◆ **Items from a dataset**:
-- BEGIN --
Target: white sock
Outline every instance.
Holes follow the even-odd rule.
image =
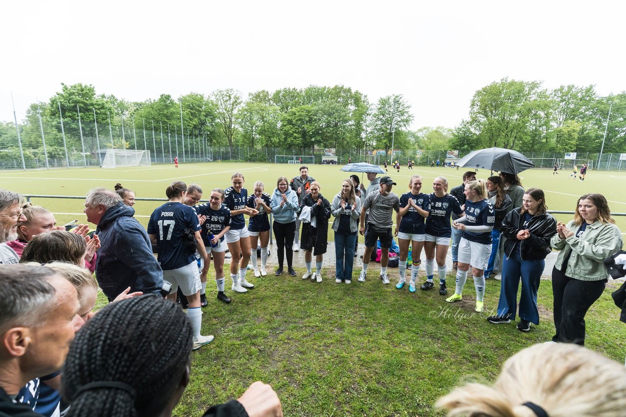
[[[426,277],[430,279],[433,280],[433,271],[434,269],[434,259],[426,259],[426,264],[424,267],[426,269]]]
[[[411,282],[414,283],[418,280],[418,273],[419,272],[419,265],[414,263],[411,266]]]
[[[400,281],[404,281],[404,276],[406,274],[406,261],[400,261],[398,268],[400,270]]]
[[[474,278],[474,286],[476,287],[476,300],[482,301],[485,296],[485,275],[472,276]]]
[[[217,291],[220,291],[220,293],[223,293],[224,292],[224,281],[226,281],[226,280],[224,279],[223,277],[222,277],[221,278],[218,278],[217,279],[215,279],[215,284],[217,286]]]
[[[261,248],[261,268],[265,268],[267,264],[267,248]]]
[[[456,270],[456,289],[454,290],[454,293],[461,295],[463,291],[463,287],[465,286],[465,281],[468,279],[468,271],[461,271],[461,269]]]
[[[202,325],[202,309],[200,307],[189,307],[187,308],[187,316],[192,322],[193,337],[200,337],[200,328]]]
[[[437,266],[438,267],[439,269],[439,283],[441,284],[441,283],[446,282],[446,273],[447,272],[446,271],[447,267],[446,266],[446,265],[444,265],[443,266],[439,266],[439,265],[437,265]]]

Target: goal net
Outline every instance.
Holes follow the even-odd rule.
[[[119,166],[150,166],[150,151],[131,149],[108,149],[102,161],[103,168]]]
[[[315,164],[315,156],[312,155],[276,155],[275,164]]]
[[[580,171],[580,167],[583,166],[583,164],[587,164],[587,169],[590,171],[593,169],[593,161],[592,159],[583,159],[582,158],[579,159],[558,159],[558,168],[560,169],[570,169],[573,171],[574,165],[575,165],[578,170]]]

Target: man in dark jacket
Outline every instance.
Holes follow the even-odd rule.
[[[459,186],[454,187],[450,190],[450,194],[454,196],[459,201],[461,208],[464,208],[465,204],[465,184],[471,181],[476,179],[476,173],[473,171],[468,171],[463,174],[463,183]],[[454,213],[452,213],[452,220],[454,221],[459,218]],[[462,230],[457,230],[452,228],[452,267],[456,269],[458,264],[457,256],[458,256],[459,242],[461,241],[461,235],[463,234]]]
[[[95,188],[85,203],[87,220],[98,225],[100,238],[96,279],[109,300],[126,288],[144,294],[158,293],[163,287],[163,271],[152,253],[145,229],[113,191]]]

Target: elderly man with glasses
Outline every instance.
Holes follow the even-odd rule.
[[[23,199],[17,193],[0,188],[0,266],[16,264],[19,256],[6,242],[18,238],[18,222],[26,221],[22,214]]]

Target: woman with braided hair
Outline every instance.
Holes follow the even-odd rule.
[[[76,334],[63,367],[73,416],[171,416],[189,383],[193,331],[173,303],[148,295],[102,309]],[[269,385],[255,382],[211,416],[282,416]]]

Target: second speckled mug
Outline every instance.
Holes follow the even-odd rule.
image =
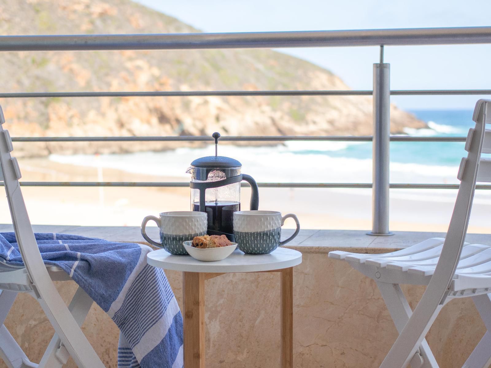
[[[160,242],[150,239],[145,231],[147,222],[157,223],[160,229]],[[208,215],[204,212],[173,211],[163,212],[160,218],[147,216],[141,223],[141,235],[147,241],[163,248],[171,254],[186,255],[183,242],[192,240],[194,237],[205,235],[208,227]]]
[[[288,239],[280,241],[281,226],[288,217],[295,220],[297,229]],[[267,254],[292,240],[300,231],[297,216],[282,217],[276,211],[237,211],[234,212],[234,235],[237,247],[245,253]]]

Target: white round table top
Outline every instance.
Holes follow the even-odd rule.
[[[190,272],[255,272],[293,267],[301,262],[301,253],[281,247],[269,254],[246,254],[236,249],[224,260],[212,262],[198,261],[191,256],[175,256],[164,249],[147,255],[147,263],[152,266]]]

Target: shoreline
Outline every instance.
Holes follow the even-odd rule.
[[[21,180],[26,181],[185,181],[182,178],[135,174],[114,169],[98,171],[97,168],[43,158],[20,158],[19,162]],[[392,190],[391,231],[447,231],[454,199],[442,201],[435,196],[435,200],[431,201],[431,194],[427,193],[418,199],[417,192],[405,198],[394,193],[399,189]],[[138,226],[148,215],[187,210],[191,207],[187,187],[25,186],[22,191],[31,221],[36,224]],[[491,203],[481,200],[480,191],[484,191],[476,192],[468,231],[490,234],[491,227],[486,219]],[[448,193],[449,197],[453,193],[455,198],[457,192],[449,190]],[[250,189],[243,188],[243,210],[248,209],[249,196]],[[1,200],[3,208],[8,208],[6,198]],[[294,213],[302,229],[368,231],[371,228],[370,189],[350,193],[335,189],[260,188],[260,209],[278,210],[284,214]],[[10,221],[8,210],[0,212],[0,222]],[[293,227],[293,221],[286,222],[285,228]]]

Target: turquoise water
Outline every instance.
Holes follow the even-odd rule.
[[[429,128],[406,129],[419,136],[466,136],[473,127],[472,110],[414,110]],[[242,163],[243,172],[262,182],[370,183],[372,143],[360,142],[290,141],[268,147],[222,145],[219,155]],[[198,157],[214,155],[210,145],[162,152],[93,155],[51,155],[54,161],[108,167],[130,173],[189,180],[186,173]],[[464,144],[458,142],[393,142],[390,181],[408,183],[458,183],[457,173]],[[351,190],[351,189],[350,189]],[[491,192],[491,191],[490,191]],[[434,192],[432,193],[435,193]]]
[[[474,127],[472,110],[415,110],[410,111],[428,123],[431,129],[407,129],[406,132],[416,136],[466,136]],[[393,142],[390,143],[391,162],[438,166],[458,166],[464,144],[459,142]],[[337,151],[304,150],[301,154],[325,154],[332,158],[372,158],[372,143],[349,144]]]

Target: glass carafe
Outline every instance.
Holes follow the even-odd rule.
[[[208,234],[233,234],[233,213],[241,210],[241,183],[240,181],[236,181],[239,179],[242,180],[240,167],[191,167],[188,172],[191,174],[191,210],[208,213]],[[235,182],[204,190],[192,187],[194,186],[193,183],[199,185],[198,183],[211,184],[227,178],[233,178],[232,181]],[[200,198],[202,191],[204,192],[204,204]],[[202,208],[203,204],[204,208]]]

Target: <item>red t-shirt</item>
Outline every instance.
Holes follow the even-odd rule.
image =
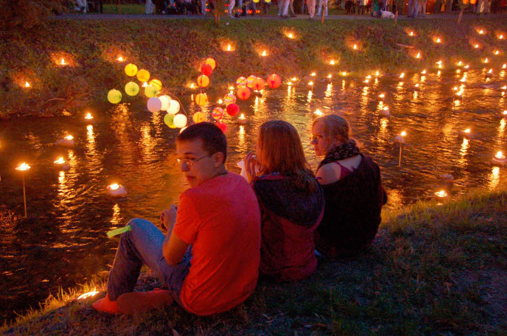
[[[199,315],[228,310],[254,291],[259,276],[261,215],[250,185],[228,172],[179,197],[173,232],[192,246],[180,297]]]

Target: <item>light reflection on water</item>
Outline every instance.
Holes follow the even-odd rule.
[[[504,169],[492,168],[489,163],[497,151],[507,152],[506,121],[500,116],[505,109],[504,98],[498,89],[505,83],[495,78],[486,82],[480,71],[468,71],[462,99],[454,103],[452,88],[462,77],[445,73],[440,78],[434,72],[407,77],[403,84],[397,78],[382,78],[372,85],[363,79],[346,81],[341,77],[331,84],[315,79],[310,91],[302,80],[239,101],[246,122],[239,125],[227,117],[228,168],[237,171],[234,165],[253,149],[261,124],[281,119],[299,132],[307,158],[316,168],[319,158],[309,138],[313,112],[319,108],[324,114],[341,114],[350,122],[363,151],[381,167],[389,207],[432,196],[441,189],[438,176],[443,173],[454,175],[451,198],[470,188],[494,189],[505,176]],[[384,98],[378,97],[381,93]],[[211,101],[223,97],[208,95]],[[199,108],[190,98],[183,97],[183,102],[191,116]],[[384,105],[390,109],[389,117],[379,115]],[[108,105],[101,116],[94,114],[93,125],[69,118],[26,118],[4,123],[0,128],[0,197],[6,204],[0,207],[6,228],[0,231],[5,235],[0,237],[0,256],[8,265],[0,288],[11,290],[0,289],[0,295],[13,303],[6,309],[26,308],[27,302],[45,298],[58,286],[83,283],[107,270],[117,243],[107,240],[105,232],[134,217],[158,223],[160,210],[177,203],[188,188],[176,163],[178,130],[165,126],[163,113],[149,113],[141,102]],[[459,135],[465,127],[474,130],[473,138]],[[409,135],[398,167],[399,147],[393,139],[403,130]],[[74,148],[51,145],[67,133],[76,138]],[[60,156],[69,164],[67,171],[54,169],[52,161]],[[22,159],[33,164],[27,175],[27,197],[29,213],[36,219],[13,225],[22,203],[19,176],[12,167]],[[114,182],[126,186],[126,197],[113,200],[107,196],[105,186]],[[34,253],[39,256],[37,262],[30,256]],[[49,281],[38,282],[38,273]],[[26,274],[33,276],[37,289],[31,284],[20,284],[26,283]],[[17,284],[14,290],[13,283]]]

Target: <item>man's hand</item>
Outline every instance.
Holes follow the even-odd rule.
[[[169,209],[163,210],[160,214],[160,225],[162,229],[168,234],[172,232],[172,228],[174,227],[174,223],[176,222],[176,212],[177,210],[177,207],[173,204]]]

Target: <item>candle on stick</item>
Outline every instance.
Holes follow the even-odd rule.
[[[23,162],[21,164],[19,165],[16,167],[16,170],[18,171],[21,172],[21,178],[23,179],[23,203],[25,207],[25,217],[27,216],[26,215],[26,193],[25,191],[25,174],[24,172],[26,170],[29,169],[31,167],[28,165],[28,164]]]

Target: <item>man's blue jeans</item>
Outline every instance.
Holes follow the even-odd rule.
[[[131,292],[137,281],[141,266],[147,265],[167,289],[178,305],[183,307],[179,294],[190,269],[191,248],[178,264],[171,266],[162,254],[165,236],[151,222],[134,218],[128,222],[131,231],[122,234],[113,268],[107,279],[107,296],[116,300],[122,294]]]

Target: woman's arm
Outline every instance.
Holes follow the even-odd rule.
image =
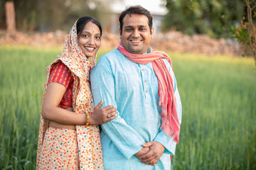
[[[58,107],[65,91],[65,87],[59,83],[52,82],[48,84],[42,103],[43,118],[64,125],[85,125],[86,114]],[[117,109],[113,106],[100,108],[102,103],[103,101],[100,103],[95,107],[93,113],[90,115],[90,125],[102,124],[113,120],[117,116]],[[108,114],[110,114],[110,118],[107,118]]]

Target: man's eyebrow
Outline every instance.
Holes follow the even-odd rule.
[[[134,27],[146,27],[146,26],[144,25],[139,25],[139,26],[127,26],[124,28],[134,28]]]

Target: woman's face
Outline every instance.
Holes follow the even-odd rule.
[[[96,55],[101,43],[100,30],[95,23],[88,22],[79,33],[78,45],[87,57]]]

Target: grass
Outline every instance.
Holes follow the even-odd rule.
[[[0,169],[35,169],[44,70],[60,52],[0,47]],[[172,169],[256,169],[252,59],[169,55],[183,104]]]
-- END --
◆ **Written request**: Please reproduce the part of the records that opens with the line containing "Target: man's eyebrow" and runs through the end of the records, copying every line unchanged.

◆ **Answer in full**:
Target: man's eyebrow
Outline every instance.
Holes follow the even-odd rule.
[[[134,27],[146,27],[146,26],[144,25],[139,25],[139,26],[127,26],[124,28],[134,28]]]

Target: woman's face
Outline every instance.
Holes follow the even-odd rule.
[[[96,55],[101,43],[100,30],[95,23],[88,22],[79,33],[78,45],[87,57]]]

Target: grass
Outline every instance.
Holes follow the even-odd rule.
[[[0,169],[35,169],[44,70],[60,52],[0,47]],[[172,169],[256,169],[252,59],[169,55],[183,104]]]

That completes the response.